◆ WHAT YOU NEED TO DO:
Report each line of the records that contains the word "grass", copying the line in full. Matching is case-sensitive.

* START DATASET RECORDS *

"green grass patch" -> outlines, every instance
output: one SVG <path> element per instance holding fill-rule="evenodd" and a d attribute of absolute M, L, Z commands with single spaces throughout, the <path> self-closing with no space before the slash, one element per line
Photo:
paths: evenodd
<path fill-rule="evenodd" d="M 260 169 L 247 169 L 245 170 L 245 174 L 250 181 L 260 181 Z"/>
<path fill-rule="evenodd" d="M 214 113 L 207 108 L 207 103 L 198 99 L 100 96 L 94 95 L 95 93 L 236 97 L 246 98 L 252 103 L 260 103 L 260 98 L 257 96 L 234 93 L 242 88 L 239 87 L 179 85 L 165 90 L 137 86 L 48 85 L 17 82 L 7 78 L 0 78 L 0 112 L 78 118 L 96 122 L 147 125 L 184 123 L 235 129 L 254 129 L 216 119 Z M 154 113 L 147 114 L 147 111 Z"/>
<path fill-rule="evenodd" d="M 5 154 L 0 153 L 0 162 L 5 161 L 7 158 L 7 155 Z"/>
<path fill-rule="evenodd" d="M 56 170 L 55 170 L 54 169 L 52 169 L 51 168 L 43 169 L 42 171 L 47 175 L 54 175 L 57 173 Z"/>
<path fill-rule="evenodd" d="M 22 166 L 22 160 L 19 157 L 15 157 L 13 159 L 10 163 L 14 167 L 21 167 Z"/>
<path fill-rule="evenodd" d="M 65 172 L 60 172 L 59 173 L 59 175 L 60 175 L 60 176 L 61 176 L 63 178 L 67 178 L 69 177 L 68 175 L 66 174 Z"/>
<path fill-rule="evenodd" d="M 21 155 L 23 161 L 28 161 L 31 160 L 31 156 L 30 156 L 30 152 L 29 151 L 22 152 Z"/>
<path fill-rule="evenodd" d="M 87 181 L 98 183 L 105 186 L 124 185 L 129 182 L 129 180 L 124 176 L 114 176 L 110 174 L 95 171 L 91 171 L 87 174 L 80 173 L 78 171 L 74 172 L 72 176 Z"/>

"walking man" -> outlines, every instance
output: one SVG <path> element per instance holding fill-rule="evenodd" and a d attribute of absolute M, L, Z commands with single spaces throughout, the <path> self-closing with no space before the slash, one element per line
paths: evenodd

* END DATASET RECORDS *
* START DATASET RECORDS *

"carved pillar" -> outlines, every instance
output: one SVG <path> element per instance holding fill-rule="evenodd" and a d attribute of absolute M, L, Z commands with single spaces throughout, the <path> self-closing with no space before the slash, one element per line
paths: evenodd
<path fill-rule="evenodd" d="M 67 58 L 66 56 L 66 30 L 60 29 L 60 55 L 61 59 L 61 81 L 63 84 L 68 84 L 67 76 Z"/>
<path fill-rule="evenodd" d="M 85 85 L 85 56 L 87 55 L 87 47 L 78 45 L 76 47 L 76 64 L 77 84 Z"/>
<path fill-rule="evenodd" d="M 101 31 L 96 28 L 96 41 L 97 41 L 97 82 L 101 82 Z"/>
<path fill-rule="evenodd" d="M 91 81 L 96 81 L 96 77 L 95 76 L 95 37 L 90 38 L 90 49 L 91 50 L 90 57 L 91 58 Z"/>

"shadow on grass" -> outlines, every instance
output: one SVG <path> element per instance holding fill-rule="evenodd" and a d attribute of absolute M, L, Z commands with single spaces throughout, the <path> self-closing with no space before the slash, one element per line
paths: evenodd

* END DATASET RECORDS *

◆ RESULT FOR THIS TASK:
"green grass patch" -> outlines, every instance
"shadow on grass" -> outlines, every instance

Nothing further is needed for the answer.